··· Given text ···

# Keo Classic vs. Keo Easy; What's the Dif



## Clueless Morgan (Mar 27, 2010)

Looking for starter pedals, I was considering the Keo Classic, but I see they have a Keo Easy for even less money. I can't figure out from the website what exactly the difference is. Is the Keo easy just cutting it too cheap for serious road biking?


----------



## justin. (Jul 18, 2011)

The basics of the two...

Keo Easy: Single molded composite body, 8nm fixed tension
Keo Classic: Dual molded composite body, 8-12nm adjustable tension

The body of the Classic is going to be a bit stiffer than the Easy, hence better power transfer. They are both great starter pedals. If you want to play with release tension, the Classic is the way to go.


----------



## Clueless Morgan (Mar 27, 2010)

Thanks for the reply. I also see there's a Keo Plus in between. That seems adjustable like the Classic, but can't see what else is different. More or better bearings?


----------



## kistenjoe (May 5, 2008)

The Classic are the way to go. You don't need any other pedal. The Easy are to easy to click out off which I don't like. The other pedals from LOOK, as much as I like the weight advantage, aren't any better than the classic.

··· Provided records ···

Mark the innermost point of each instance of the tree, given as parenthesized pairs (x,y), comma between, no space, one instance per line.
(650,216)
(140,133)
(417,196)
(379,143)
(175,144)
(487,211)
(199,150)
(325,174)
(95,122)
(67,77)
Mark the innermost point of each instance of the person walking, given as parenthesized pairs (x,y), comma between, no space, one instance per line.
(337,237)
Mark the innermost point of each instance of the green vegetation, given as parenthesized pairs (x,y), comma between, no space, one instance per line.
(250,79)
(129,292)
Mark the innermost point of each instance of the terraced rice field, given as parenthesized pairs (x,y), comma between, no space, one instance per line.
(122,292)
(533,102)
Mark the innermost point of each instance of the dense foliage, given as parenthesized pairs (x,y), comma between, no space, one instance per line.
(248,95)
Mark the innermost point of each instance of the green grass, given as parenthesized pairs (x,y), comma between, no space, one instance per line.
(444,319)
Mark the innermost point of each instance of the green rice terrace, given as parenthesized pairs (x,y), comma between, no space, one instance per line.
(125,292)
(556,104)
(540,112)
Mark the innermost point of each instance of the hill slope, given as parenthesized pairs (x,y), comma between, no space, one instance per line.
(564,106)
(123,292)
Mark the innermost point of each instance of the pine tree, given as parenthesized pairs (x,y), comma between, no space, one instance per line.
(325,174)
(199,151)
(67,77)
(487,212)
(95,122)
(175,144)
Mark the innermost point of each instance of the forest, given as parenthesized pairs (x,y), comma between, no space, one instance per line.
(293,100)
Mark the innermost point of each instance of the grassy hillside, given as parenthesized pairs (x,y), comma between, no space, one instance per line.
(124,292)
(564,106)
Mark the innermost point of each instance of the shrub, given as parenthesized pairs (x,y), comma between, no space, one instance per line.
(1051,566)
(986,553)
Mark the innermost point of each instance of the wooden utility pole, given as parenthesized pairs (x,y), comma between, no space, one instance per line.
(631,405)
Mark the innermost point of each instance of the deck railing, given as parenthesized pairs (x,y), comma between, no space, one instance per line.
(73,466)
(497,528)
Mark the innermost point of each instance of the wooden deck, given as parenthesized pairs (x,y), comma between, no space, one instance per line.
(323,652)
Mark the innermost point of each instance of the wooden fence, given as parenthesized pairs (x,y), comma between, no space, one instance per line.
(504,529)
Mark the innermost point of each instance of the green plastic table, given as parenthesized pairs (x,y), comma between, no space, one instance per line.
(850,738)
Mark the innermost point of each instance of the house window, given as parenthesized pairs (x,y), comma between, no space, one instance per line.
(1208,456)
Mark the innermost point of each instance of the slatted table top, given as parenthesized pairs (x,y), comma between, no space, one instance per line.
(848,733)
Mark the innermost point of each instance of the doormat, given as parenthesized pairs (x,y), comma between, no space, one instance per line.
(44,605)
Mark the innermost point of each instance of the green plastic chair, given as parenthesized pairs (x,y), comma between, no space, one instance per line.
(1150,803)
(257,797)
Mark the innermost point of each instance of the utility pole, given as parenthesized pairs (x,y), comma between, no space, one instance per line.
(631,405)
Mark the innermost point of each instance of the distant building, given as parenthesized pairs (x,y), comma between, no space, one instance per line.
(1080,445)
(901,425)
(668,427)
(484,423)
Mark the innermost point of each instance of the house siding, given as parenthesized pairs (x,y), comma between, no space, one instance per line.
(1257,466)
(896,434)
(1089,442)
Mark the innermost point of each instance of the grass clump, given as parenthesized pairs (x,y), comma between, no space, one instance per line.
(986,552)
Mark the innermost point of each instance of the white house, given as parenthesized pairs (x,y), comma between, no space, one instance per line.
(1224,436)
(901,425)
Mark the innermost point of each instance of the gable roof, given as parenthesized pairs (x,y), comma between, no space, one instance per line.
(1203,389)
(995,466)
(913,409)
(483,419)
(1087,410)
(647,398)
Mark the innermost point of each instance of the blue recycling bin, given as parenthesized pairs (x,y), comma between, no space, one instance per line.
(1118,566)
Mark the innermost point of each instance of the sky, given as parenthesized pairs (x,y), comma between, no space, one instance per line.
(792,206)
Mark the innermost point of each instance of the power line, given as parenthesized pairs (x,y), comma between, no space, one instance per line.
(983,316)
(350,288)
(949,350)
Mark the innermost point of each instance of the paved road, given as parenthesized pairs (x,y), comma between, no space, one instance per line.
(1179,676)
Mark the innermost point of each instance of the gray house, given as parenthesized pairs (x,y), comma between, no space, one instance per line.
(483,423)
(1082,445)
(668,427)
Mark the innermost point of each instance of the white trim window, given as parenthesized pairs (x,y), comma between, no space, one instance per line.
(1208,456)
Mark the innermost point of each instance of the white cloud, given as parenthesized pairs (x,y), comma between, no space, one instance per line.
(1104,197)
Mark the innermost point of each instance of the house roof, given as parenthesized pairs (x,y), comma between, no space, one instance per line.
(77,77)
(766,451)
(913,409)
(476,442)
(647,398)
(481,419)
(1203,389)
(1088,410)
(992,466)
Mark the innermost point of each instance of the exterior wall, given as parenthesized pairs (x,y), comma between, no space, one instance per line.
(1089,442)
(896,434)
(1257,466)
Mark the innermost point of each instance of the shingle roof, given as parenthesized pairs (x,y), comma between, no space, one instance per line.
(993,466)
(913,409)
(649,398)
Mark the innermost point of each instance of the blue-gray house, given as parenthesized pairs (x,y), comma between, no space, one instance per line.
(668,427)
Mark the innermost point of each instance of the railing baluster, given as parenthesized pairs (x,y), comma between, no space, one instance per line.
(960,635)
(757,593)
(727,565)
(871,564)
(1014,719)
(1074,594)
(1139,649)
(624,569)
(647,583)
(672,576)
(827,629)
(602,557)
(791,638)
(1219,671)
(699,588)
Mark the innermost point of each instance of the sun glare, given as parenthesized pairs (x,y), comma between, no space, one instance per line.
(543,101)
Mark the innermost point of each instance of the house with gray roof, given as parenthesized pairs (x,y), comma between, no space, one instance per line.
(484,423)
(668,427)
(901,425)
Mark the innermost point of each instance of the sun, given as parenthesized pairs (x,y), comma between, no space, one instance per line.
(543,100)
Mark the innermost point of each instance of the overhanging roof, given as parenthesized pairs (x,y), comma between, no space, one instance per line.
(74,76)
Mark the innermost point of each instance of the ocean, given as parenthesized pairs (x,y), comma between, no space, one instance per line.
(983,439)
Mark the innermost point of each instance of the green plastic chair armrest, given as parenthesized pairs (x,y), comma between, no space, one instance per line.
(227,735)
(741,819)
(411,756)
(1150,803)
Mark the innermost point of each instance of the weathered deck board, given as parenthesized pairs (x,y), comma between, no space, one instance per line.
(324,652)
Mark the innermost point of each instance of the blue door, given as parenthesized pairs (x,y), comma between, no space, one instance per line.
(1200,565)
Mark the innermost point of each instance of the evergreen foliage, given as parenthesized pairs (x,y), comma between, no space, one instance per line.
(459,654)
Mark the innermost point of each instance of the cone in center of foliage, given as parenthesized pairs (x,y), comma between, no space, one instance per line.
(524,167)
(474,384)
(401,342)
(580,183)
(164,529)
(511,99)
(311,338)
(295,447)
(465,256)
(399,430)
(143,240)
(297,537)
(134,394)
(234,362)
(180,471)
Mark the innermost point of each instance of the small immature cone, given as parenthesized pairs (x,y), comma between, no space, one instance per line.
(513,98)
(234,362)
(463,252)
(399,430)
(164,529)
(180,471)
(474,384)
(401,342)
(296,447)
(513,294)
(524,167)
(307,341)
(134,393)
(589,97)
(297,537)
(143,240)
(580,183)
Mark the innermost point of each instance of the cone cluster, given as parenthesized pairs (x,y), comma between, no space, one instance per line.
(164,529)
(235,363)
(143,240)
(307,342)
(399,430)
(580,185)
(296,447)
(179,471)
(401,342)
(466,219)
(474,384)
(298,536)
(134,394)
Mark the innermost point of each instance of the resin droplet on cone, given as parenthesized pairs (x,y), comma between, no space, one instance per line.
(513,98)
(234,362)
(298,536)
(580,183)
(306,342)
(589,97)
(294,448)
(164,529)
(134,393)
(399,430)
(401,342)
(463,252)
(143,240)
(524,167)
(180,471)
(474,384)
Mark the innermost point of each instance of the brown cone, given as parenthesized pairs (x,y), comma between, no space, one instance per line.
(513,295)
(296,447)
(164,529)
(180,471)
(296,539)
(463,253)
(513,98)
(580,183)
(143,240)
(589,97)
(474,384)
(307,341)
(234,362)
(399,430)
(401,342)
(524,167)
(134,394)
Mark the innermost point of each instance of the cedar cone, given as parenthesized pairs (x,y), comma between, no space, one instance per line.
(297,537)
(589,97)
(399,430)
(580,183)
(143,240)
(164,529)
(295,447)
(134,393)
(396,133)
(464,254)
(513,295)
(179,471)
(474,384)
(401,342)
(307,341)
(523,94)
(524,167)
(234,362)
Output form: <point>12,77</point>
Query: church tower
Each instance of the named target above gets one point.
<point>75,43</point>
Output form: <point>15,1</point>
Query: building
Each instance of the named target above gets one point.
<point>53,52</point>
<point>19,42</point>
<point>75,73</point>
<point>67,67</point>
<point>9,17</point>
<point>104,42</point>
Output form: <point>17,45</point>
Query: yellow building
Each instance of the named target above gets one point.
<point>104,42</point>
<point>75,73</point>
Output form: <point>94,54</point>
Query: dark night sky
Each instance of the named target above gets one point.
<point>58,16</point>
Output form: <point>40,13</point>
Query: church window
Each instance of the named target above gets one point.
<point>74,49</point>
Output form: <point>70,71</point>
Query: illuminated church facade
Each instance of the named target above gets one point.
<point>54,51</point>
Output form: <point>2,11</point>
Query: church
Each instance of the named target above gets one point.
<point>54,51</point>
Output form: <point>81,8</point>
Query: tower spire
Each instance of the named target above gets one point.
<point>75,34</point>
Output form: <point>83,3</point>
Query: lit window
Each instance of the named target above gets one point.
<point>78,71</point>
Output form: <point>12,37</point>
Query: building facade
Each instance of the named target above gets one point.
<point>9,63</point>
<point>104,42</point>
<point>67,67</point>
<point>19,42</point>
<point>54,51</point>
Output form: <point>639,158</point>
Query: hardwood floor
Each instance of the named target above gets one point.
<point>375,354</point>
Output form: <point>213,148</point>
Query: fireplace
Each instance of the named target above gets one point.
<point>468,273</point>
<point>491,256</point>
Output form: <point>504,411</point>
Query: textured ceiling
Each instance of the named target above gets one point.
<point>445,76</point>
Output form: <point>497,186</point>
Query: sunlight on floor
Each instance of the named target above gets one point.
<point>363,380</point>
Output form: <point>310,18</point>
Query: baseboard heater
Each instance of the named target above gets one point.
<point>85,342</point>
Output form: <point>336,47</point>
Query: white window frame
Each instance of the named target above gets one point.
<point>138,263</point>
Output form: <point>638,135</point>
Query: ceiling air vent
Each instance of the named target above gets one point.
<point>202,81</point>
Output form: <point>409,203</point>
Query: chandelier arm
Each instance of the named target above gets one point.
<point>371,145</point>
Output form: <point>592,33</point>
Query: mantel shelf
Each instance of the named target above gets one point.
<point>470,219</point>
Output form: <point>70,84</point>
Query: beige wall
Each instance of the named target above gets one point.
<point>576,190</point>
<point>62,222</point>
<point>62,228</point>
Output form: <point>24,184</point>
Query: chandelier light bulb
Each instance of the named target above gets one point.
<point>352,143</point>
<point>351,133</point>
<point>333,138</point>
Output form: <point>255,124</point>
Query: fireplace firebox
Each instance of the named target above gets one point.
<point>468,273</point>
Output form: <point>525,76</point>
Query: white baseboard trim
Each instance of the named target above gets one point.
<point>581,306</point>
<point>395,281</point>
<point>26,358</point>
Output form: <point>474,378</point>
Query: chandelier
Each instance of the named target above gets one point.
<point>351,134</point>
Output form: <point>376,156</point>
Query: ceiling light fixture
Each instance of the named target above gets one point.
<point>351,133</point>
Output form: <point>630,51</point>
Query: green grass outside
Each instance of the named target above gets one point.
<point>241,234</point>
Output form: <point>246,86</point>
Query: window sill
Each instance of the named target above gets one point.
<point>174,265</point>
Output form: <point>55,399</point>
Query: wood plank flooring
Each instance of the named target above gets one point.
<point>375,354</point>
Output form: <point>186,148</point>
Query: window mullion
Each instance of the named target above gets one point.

···

# Exercise instructions
- a) Reproduce the forum thread on Keo pedals in full, word for word.
- b) In the records, rewrite the lines starting at the one containing "Output form: <point>638,135</point>" and ending at the one containing "<point>202,81</point>", replacing "air vent" with "smoke detector" and leaving everything else unchanged.
The forum thread on Keo pedals and the records have no connection to each other.

# Answers per task
- a)
# Keo Classic vs. Keo Easy; What's the Dif



## Clueless Morgan (Mar 27, 2010)

Looking for starter pedals, I was considering the Keo Classic, but I see they have a Keo Easy for even less money. I can't figure out from the website what exactly the difference is. Is the Keo easy just cutting it too cheap for serious road biking?


----------



## justin. (Jul 18, 2011)

The basics of the two...

Keo Easy: Single molded composite body, 8nm fixed tension
Keo Classic: Dual molded composite body, 8-12nm adjustable tension

The body of the Classic is going to be a bit stiffer than the Easy, hence better power transfer. They are both great starter pedals. If you want to play with release tension, the Classic is the way to go.


----------



## Clueless Morgan (Mar 27, 2010)

Thanks for the reply. I also see there's a Keo Plus in between. That seems adjustable like the Classic, but can't see what else is different. More or better bearings?


----------



## kistenjoe (May 5, 2008)

The Classic are the way to go. You don't need any other pedal. The Easy are to easy to click out off which I don't like. The other pedals from LOOK, as much as I like the weight advantage, aren't any better than the classic.

- b)
Output form: <point>638,135</point>
Query: ceiling smoke detector
Each instance of the named target above gets one point.
<point>202,81</point>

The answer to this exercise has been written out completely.